## [REQUIRED TASK]
Rewrite the entries from the line with "Target: white pickup truck" through the end of the entries, replacing "pickup truck" with "van" and leaving everything else unchanged.

## [EXERCISE INPUT]
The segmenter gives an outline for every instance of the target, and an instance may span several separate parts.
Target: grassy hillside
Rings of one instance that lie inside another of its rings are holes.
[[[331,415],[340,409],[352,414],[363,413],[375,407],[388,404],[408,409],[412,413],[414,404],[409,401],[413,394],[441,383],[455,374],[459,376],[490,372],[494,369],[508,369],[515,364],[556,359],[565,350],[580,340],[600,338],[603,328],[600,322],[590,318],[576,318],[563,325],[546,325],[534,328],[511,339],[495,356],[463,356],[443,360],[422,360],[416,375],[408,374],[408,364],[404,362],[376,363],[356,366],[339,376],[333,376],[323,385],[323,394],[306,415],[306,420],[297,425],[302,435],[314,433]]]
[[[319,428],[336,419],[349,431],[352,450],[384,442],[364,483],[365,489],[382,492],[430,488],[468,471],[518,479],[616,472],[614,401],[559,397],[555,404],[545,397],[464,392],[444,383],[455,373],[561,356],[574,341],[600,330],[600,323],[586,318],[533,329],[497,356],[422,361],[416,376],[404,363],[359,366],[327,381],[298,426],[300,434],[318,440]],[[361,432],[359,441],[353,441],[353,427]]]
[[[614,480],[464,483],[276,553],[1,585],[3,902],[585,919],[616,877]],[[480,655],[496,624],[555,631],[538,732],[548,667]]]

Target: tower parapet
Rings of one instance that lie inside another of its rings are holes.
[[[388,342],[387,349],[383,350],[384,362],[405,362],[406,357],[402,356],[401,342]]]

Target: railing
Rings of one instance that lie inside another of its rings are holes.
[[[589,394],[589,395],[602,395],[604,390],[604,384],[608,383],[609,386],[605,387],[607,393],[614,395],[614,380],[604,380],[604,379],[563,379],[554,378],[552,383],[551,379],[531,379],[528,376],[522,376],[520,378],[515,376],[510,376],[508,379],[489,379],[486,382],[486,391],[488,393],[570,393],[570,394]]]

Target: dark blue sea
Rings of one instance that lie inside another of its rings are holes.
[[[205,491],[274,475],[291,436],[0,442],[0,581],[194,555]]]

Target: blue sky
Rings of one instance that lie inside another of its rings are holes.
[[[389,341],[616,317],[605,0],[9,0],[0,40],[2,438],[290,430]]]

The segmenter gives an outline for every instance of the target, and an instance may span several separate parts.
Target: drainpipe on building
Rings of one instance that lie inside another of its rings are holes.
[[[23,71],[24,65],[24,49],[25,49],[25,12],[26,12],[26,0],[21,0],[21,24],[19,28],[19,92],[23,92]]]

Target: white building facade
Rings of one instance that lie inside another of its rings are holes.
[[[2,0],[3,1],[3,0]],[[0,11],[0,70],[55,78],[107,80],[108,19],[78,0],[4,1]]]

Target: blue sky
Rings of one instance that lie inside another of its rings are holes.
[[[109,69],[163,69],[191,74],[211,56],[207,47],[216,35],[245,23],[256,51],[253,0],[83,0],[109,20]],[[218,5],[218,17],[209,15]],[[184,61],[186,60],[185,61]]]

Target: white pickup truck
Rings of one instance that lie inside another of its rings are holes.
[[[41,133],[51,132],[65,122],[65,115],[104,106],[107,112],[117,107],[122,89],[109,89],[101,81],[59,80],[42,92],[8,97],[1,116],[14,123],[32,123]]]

## [WORKED SOLUTION]
Target: white van
Rings of one instance that lie inside another of its rings are holes.
[[[41,133],[51,132],[65,122],[65,115],[104,106],[107,112],[117,107],[122,89],[109,89],[101,81],[59,80],[42,92],[8,97],[1,116],[14,123],[32,123]]]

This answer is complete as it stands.